◆ THE PROBLEM ◆
Your task is to reproduce exactly the lines from the line with "The component shall indicate one point per instance of the beige" through the end of the records below.
● ● ● ● ●
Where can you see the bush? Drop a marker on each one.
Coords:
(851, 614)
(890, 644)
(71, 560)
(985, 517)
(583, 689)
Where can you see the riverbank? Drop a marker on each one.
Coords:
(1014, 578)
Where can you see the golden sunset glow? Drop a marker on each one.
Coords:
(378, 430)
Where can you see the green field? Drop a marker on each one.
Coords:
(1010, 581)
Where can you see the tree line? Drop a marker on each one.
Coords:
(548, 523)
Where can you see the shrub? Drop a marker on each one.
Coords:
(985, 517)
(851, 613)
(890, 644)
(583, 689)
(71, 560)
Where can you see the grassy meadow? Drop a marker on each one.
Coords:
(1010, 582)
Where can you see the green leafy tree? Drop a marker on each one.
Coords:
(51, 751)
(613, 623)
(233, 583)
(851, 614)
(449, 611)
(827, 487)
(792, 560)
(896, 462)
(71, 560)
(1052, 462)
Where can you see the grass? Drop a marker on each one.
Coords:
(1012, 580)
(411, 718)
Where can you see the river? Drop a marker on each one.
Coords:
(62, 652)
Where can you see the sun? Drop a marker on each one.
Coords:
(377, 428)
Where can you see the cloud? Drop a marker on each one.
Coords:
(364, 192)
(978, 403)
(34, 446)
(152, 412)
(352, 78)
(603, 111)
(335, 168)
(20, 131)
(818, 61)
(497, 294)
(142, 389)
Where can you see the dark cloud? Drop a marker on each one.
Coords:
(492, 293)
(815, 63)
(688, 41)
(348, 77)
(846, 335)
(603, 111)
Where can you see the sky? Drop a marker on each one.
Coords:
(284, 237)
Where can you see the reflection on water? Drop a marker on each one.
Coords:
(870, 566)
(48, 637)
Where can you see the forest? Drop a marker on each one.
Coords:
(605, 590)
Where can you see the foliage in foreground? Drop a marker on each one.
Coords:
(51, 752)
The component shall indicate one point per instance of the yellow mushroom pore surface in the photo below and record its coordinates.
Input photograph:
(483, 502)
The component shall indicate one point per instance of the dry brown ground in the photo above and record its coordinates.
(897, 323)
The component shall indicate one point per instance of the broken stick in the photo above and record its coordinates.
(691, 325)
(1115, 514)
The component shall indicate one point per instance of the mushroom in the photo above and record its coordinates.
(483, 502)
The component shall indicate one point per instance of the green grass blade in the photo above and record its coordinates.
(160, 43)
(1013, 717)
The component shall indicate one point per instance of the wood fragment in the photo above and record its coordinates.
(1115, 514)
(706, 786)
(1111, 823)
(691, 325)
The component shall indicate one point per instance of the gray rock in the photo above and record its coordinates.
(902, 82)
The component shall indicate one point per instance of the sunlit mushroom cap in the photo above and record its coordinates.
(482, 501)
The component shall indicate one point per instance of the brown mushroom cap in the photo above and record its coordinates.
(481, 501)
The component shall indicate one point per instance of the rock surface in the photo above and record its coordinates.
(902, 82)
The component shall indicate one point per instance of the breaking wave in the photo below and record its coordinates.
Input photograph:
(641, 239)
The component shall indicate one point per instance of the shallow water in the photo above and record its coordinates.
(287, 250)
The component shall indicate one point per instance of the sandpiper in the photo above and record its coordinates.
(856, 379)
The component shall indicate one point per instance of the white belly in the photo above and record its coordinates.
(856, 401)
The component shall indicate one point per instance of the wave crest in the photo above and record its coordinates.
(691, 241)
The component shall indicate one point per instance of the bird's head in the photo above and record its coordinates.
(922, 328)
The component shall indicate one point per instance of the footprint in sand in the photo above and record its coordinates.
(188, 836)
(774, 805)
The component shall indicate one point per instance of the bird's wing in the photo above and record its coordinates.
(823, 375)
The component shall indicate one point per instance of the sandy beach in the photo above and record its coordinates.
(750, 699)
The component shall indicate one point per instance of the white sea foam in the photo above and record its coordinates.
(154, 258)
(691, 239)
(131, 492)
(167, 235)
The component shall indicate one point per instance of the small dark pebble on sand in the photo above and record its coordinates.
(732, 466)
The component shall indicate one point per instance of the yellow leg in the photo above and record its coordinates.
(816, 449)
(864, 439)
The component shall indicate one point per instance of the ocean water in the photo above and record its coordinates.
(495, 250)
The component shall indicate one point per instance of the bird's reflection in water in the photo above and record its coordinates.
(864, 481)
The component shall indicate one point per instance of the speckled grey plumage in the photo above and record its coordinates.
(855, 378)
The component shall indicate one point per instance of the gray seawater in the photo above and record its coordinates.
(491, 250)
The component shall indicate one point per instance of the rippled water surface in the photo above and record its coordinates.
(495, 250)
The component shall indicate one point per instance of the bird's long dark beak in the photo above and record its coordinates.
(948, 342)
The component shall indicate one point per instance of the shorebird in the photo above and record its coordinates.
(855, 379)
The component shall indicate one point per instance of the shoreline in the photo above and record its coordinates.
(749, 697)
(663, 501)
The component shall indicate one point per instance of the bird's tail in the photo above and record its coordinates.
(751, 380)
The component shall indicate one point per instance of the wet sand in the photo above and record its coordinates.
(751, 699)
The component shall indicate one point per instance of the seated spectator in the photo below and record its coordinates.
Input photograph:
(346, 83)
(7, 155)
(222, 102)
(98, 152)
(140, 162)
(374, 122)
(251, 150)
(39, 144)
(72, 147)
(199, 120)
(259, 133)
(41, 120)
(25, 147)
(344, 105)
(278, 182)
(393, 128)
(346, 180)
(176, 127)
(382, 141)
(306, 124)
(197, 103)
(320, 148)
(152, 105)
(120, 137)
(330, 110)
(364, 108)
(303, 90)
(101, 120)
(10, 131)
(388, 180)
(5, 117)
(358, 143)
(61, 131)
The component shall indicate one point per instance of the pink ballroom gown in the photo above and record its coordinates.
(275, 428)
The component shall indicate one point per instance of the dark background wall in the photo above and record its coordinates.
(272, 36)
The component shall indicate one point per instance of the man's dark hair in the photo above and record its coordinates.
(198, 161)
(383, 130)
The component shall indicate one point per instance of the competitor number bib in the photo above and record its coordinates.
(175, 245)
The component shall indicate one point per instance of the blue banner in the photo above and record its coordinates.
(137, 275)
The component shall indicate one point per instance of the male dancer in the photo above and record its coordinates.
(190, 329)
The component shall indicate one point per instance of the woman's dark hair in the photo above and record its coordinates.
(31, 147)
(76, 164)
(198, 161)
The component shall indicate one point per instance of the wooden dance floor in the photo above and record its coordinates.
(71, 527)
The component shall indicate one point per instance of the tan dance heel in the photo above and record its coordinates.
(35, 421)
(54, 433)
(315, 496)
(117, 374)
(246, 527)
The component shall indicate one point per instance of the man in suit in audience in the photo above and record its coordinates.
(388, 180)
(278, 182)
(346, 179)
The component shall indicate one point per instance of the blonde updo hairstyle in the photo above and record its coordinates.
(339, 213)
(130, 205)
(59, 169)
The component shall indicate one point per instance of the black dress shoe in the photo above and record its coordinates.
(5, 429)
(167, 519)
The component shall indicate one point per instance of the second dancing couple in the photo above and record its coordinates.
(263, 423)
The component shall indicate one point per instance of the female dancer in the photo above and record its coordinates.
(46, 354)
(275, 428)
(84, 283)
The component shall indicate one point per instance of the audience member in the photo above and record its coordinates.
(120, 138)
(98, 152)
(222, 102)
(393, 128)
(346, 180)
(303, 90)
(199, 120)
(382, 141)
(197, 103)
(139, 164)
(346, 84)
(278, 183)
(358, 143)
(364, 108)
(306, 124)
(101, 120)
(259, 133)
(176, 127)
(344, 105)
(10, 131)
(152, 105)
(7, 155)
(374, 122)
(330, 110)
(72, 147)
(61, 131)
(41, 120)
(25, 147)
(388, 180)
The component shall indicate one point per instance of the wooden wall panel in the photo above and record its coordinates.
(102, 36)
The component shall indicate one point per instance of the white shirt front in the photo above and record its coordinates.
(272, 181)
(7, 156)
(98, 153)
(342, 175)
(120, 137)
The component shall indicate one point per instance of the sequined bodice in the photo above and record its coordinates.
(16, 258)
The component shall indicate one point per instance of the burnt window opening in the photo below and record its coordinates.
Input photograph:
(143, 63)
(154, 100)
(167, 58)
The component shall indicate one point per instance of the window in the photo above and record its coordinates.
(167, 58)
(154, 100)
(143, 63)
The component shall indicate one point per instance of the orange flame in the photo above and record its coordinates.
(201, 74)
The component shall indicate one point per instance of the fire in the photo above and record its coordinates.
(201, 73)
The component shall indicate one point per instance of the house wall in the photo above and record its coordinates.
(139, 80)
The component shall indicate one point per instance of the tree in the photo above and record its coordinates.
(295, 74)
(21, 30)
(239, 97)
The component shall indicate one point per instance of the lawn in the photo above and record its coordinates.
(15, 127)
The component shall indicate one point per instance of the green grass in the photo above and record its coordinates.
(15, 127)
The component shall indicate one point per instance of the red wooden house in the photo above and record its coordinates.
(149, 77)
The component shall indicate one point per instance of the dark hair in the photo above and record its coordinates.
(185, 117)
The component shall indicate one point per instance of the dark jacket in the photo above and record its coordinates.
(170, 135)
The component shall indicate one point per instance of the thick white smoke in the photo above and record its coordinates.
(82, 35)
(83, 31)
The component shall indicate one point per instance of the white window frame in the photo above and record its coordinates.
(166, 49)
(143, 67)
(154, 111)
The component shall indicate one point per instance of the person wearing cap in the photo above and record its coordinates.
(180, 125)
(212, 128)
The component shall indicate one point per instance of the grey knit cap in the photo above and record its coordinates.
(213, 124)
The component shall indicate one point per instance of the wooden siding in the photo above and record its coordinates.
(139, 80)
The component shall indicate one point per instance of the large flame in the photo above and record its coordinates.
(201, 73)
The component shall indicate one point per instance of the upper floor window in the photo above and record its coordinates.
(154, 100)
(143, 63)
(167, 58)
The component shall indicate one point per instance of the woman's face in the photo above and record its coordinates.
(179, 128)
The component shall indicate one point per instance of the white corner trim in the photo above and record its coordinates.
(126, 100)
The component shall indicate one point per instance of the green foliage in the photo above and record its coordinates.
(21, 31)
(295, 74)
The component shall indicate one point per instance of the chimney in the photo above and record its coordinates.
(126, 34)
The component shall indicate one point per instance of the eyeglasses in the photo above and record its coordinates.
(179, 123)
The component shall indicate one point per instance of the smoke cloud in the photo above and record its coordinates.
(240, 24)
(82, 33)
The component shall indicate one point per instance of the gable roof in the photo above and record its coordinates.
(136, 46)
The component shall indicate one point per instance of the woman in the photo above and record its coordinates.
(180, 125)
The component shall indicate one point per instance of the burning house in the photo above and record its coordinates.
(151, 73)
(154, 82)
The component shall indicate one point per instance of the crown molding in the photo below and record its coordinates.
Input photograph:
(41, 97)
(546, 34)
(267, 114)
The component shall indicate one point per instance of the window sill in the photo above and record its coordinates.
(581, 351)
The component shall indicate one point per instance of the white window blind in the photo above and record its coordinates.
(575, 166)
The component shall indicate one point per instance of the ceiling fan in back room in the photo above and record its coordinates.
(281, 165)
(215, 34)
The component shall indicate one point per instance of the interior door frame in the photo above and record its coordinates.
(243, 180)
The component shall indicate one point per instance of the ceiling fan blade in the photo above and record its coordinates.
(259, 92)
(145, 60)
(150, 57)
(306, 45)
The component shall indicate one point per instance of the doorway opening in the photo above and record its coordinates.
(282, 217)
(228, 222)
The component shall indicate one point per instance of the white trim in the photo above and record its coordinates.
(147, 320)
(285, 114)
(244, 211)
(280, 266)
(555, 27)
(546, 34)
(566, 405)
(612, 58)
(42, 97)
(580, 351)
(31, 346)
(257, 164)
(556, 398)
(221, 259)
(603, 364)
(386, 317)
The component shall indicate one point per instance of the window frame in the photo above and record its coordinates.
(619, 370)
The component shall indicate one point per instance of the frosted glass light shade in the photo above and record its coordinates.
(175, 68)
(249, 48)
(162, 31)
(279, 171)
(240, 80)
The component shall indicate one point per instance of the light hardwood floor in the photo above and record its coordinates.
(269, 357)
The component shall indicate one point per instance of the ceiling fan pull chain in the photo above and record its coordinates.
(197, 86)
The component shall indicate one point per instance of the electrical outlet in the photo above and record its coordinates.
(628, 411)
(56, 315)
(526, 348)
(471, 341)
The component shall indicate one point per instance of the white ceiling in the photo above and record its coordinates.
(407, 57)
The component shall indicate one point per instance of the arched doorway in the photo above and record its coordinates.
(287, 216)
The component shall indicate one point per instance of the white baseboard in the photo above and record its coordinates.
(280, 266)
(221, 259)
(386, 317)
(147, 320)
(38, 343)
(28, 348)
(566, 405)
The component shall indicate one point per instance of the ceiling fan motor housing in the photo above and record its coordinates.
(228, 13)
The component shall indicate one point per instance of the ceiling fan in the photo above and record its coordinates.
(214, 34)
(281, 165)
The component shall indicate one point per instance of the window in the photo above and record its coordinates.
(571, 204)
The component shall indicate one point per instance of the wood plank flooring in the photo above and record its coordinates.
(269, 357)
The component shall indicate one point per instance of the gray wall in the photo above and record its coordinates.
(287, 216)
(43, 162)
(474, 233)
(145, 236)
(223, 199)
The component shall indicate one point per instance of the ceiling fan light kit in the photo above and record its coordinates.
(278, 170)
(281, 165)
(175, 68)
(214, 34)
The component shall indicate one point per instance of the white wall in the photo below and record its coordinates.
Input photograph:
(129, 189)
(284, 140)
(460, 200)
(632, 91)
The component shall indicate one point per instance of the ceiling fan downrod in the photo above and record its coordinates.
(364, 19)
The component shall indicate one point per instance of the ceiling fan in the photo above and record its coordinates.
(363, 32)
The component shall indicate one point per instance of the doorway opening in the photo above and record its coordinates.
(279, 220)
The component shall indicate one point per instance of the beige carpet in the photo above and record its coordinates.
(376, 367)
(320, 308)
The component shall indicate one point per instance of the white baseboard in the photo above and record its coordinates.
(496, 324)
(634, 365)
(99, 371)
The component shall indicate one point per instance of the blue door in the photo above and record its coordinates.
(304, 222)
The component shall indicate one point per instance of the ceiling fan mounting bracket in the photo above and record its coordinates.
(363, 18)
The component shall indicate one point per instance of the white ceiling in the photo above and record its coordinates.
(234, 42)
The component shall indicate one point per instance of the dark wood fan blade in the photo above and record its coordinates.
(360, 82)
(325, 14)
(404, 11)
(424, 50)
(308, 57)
● ● ● ● ●
◆ FINISHED EXERCISE ◆
The component shall indicate one point per instance of the beige carpet in the photo above and record its coordinates.
(376, 367)
(320, 308)
The component shall indicate one point per instance of the white baseboard in the photo above and record its coordinates.
(496, 324)
(634, 365)
(99, 371)
The component shall indicate one point per instance of the blue door in the photo above and record its coordinates.
(304, 222)
The component shall indicate one point per instance of the ceiling fan mounting bracket in the photo above and record its coordinates.
(363, 18)
The component shall indicate one point per instance of the white ceiling in the photo above and record its coordinates.
(234, 42)
The component shall indicate one point per instance of the dark wood fan blade in the photo above and record its coordinates.
(360, 82)
(325, 14)
(404, 11)
(424, 50)
(308, 57)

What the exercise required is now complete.